WHAT THE EXERCISE ASKS
Rewrite the lines between the one containing "Put a dot on each instance of the concrete" and the one containing "Put a dot on each instance of the swimming", inclusive, as a numbered list, leaving out any blank lines.

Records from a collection
☆ ☆ ☆ ☆ ☆ ☆ ☆
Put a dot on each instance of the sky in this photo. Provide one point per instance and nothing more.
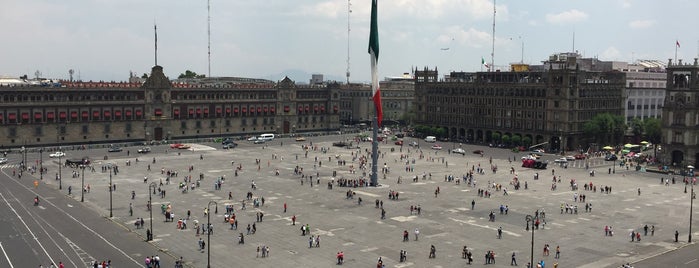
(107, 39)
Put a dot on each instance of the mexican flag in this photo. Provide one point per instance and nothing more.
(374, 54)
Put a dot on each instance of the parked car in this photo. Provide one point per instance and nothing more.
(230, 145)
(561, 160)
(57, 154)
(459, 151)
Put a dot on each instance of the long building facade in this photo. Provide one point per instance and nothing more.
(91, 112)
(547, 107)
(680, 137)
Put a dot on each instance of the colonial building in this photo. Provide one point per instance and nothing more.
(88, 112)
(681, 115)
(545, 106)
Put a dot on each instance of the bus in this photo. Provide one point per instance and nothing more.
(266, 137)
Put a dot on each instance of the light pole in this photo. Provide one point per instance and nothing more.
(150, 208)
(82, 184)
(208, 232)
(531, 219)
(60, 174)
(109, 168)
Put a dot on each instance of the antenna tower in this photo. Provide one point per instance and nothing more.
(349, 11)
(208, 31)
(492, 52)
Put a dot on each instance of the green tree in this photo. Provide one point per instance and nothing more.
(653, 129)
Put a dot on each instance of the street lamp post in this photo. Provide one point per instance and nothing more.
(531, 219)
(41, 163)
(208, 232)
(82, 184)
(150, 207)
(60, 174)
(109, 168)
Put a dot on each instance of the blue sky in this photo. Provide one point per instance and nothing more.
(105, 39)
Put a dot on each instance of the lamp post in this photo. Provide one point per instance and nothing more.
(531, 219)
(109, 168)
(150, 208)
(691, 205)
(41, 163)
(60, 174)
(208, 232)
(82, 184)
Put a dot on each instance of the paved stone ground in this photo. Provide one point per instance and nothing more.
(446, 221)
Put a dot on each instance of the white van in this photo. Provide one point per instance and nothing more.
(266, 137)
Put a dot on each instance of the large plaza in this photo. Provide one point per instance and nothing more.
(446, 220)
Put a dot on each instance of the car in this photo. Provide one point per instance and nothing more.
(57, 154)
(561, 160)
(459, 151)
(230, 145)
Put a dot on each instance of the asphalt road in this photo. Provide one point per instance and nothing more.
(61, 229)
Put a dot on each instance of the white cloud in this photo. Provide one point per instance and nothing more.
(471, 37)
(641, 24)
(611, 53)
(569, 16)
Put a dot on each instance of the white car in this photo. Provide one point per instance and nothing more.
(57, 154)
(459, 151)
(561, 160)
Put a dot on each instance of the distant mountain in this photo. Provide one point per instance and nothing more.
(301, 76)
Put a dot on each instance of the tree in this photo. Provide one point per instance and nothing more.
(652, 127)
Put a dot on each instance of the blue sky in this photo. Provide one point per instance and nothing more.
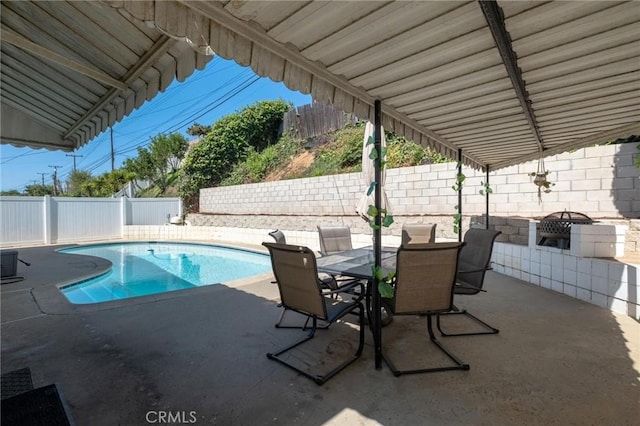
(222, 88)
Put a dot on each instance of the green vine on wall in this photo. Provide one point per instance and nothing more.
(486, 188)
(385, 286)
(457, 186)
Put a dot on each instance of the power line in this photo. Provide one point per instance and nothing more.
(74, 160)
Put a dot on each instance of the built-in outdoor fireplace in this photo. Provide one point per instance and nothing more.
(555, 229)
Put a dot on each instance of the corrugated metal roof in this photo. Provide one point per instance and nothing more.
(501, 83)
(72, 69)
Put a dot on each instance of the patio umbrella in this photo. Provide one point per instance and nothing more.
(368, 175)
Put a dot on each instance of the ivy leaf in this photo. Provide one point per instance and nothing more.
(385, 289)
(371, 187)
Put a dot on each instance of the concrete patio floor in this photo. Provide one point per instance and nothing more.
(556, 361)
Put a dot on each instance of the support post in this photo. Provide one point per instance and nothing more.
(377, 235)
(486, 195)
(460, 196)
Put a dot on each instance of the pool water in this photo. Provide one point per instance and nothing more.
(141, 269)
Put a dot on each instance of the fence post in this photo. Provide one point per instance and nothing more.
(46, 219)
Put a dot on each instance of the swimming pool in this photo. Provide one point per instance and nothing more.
☆ ☆ ☆ ☆ ☆ ☆ ☆
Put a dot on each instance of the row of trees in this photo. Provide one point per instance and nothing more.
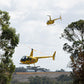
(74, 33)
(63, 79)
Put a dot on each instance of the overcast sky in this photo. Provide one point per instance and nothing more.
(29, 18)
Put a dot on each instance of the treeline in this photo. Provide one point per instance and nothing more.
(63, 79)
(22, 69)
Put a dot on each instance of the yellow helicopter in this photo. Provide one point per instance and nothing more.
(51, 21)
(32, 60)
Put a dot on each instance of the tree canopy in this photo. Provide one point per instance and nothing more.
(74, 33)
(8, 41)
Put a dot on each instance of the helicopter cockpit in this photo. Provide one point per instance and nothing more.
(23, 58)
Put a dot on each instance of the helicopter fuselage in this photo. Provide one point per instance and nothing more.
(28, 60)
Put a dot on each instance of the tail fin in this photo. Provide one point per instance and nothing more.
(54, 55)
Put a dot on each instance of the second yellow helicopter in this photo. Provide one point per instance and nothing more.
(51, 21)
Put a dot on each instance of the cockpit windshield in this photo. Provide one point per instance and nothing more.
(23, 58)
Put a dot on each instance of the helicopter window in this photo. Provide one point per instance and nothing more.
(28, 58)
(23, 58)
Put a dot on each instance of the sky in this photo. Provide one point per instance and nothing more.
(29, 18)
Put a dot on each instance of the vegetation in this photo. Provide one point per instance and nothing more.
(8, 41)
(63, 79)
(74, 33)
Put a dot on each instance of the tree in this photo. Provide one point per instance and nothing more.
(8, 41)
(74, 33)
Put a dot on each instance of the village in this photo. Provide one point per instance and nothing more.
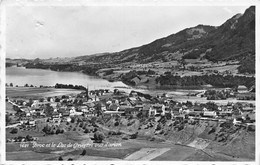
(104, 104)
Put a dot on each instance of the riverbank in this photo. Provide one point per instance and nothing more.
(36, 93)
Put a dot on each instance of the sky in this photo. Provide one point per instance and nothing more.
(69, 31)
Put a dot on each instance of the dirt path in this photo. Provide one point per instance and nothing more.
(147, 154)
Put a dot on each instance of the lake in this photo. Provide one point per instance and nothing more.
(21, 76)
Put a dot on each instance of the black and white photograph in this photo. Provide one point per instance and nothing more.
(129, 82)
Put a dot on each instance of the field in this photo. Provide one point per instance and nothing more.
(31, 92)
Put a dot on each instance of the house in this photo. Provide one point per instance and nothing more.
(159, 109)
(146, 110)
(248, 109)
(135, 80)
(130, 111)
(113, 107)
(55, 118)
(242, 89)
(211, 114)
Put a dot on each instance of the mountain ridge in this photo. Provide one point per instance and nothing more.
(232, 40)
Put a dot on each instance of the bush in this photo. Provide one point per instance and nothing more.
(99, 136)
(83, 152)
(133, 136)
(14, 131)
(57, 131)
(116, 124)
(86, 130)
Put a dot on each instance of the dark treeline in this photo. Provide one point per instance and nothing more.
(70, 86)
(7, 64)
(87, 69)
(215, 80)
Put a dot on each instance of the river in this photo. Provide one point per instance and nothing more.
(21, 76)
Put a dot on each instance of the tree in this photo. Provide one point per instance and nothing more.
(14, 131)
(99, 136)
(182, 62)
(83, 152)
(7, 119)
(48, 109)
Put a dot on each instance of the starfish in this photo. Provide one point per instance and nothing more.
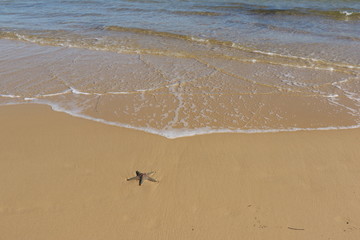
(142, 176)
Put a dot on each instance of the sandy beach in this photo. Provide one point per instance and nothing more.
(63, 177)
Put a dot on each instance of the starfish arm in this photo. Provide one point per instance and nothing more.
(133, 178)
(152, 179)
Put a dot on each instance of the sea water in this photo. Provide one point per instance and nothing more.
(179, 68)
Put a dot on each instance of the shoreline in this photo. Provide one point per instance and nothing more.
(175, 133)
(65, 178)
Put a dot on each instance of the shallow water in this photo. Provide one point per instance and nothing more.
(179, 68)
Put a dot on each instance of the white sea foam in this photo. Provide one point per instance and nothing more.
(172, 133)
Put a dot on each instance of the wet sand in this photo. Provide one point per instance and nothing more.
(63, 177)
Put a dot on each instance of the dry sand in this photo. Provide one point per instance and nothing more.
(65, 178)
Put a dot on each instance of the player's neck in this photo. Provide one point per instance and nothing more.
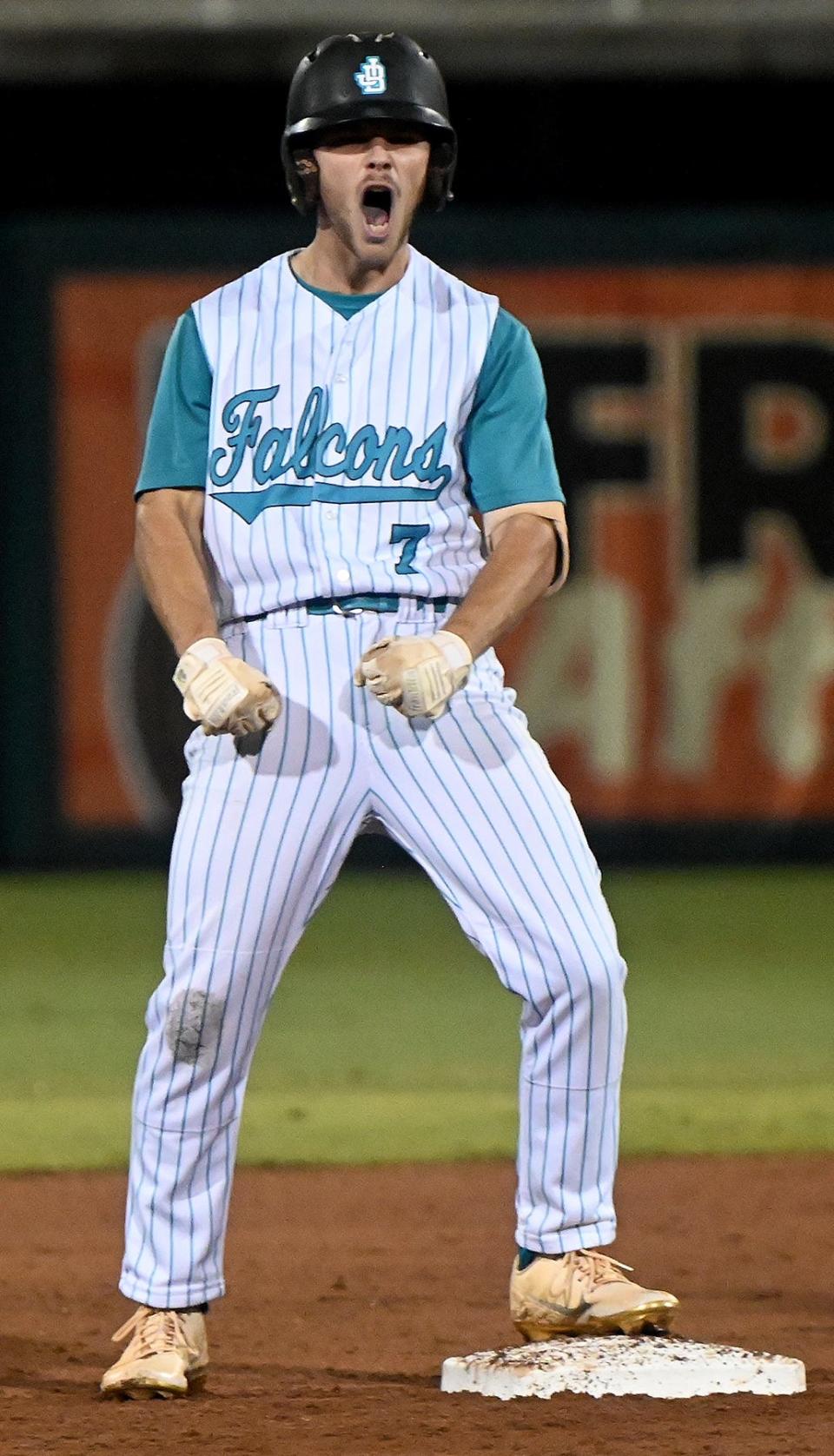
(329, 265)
☆ ☆ ☆ ☆ ☆ ☆ ☆
RESULT
1. Put a dot on each instance of the concrete patio floor in this photo. Provide one point per instance and nothing more.
2. (556, 361)
3. Put a dot on each instance of the support post in this photo. Provide one point per instance and nothing more.
4. (377, 235)
5. (486, 195)
6. (460, 196)
7. Put a dot on each instance of the pool water in this photo. Provide one point per instance and nothing more.
8. (141, 269)
9. Put a dot on each instance of the fence post in this photo. Provide one point per instance and nothing more.
10. (46, 219)
11. Put a dot on each instance of the swimming pool in this photo. Provide one point per instance and nothing more.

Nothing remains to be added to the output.